(TASK TO CARRY OUT): Print every line of the data exactly as shown.

(DATA SECTION):
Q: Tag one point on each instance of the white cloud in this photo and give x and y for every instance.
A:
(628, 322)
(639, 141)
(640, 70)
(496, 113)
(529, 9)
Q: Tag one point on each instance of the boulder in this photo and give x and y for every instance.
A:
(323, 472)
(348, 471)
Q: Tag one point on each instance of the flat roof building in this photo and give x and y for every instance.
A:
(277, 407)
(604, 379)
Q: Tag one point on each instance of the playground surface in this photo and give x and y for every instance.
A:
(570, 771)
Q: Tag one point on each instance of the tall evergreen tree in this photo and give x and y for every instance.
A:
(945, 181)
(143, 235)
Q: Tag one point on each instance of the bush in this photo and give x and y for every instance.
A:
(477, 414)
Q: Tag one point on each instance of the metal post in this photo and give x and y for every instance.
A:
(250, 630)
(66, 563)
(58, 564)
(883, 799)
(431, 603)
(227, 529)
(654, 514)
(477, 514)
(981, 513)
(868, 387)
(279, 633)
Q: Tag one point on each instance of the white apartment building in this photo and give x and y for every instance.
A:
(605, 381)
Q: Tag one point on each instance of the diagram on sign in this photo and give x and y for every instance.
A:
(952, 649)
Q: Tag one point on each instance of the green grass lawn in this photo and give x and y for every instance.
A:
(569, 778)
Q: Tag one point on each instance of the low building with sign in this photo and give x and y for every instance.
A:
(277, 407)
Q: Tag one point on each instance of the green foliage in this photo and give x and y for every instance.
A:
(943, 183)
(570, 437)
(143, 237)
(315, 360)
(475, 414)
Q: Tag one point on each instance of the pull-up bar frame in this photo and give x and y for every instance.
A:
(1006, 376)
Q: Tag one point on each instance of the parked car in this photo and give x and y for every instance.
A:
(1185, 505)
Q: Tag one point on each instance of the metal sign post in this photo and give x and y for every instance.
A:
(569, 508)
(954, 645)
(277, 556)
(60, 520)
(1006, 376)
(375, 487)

(EXERCISE ANSWER):
Q: Tag one point on each instance of the white cloud in this photo and give x and y for every instance.
A:
(628, 322)
(639, 141)
(640, 70)
(496, 113)
(529, 9)
Q: Tag one point on each instance of the boulder in this photo and give x and y for every instance.
A:
(323, 472)
(348, 471)
Q: Tag one point on each instance of the flat roof building in this photo and give x and y for every instance.
A:
(277, 407)
(604, 379)
Q: Tag one point on each instance of the playground surface in this photo and give x and y for every instance.
A:
(570, 771)
Q: Tag one point on each instance of the tall evergreen tree in this photo and give x and y for every instance.
A:
(945, 181)
(143, 235)
Q: Tag one point on each instance of the bush in this photo and give x and y for every instance.
A:
(477, 414)
Q: Tag one point on each instance of the metal post in this photo and give x and y for every instance.
A:
(250, 630)
(66, 563)
(58, 564)
(883, 799)
(431, 603)
(227, 529)
(654, 514)
(477, 514)
(981, 513)
(868, 387)
(279, 633)
Q: Tag one point on each instance of the white apartment building in this photo and give x and y for every instance.
A:
(605, 381)
Q: Tag one point on each instance of the diagram on sign in this photo and give x and y for every instance.
A:
(952, 649)
Q: Tag one point on each instance of the green grass lawn in this photo and give x and y for every instance.
A:
(569, 778)
Q: Tag one point on each instance of the low building with sign in this photo and give x and y for every instance.
A:
(277, 407)
Q: Tag one point on each instance of the green foliage in this photo and give x and y for every instance.
A:
(943, 183)
(570, 437)
(143, 237)
(315, 360)
(475, 414)
Q: Tag one point on each instance of the pull-up bar frame in this photo and give x and y for every instance.
A:
(1006, 376)
Q: Tag one point on each instance of the parked car in this photo and give x and y for every instance.
A:
(1185, 505)
Q: Tag one point on each instance of the metal sign post in this photo and give x and y for every instance.
A:
(569, 508)
(954, 645)
(277, 556)
(60, 520)
(1006, 376)
(375, 487)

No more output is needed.